### DIRECTION A
Arrange the records below as a Markdown table with the columns Number and Record line, covering everything from the start of the records down to the line that contains "x=112 y=151", with blank lines left out.

That saying is getting old and im not trying to kill the messenger but

I do believe that all police officers think of the average pedestrian as a potential harmful or walking piggy bank so when im walking down the street running arons and such i believe i don't need to be harassed for having a common mistake on my record years ago just by walking. Yeah it's perfectly fine for someone who hasn't had a real interaction with police but many none violent [criminals] that have had something minor will feel the heat for no good reason because police are revenue agents in out fits.


----------



## hewee

That has to be unlawful but so is most of the things the Government does. 

Lot of the camera's at lights etc are not even own my the City's but are Private owners who you know are in it for the money and the City gets a cut of the finds.
You also not that many are not right because the times are off. I have seen many where you can be stopped at the light and it turns green and then orange as you are still going tru the light so it will turn read on the 2nd or 3rd car and that is so they can send you a tacket.
So you need to find out the law and how much time that light is to have by law and then get a video camera and record it and if like many the made the time change shorter. So now you can win you case in court.


----------



## guy2

yes iv seen that also ,the quick switcher ru crap they pull when you trying to make time on a unsuspecting yellow that magically turn red in a millasec when your car is little over half way threw and FLASH just enough to be filed before you get too far. When it come's to fighting tickets iv noticed a hidden don't ask don't tell relation ship in the courts so it's like the circuit courts are just large fine agencies that wont take cash or lip.

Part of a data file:

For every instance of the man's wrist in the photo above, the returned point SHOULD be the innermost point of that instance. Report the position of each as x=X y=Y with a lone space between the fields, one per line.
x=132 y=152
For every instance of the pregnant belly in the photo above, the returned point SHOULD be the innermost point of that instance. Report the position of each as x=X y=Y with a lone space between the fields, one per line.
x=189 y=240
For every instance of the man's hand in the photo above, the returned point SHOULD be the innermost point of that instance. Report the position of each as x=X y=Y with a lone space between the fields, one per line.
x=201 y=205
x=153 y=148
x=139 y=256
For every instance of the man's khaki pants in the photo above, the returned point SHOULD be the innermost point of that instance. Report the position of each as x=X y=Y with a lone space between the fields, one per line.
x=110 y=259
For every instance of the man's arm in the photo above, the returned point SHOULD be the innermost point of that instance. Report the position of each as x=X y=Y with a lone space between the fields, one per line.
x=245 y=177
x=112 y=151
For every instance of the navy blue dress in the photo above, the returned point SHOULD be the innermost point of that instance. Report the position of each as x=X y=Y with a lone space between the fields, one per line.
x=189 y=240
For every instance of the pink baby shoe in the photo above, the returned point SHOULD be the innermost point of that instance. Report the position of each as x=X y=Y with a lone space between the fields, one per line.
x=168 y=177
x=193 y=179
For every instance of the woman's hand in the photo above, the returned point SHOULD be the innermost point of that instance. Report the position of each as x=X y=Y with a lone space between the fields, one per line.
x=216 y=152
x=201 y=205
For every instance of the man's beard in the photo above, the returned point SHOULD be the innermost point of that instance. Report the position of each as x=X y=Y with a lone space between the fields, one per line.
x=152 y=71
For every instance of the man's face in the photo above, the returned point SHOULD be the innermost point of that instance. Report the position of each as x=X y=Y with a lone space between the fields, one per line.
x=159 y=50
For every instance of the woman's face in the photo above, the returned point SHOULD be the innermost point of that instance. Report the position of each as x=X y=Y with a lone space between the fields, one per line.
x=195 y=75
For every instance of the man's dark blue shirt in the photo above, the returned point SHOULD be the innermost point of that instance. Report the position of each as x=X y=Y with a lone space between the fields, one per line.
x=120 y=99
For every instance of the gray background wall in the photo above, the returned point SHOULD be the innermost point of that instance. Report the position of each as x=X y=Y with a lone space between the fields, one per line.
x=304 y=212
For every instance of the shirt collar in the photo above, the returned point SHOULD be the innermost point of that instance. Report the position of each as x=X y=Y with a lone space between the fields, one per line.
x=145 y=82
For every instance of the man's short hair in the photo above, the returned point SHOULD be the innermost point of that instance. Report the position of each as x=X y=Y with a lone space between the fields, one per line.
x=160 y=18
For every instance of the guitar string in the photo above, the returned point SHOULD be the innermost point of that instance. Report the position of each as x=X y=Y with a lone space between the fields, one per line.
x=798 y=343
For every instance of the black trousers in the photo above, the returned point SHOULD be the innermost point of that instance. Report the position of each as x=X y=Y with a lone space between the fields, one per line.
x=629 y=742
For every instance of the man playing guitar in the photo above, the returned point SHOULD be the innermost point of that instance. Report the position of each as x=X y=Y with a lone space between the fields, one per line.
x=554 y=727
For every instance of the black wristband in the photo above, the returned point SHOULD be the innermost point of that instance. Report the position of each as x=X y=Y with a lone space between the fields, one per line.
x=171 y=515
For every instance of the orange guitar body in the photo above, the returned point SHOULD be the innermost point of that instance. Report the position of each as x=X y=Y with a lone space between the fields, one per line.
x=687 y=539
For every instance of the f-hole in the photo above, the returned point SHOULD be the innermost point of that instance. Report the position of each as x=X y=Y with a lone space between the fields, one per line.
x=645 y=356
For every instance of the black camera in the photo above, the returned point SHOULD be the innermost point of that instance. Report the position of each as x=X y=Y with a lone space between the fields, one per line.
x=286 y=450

### DIRECTION B
Pick up the forum thread on police and traffic-light cameras above and continue it from the point where it stops.

### TASK RESULT A
| Number | Record line |
|---|---|
| 1 | For every instance of the man's wrist in the photo above, the returned point SHOULD be the innermost point of that instance. Report the position of each as x=X y=Y with a lone space between the fields, one per line. |
| 2 | x=132 y=152 |
| 3 | For every instance of the pregnant belly in the photo above, the returned point SHOULD be the innermost point of that instance. Report the position of each as x=X y=Y with a lone space between the fields, one per line. |
| 4 | x=189 y=240 |
| 5 | For every instance of the man's hand in the photo above, the returned point SHOULD be the innermost point of that instance. Report the position of each as x=X y=Y with a lone space between the fields, one per line. |
| 6 | x=201 y=205 |
| 7 | x=153 y=148 |
| 8 | x=139 y=256 |
| 9 | For every instance of the man's khaki pants in the photo above, the returned point SHOULD be the innermost point of that instance. Report the position of each as x=X y=Y with a lone space between the fields, one per line. |
| 10 | x=110 y=259 |
| 11 | For every instance of the man's arm in the photo above, the returned point SHOULD be the innermost point of that instance. Report the position of each as x=X y=Y with a lone space between the fields, one per line. |
| 12 | x=245 y=177 |
| 13 | x=112 y=151 |

### TASK RESULT B
One of these days i hope someone builds an EMP pulse machine in a mini van and just drives around my city turning red light camera's into junk.


----------



## Mumbodog

Those that trade freedom for security deserve neither.

I prefer the price of freedom be a few bad guys on the streets, opposed to the alternative price of No freedom and the bad guys still on the streets.


----------



## ozziebeanie

Here in Australia Police and Traffic work in together, they are not a separate department as far as if you break the law traffic wise, but you do have to go to a different department to obtain or renew licences

They have access to information at the police station on your licence including past addresses etc, (I had mine brought up and I was amazed at how far the info went back and the amount of info also). I cheekily asked them if they had what brand of toilet paper I used) and was told probably 

As its Police Officers along with other Police duties that issue traffic infringements, some general officers get rotated through this section, along with other sections of the Police station or stations.

So its already a done thing here, Police also have an Intel section where they have programs and links to data bases that any self respecting geek would think they are in heaven if they had access.

The only thing what I would call harassment that I received, where I was asked to come to a Police station to answer questions on someone that I knew, (who did not always follow the law ) they said to me that the night in question where someone was robbed, (not something he would do) that he said he was with me, and words to the effect they did not believe this at all and they gave the impression that if I backed up his story I would not be believed.

I told them yes, he was with me and with you also, as I was here at the police station bailing him out from the watch house on another matter altogether and if they checked their own records that this would confirm this.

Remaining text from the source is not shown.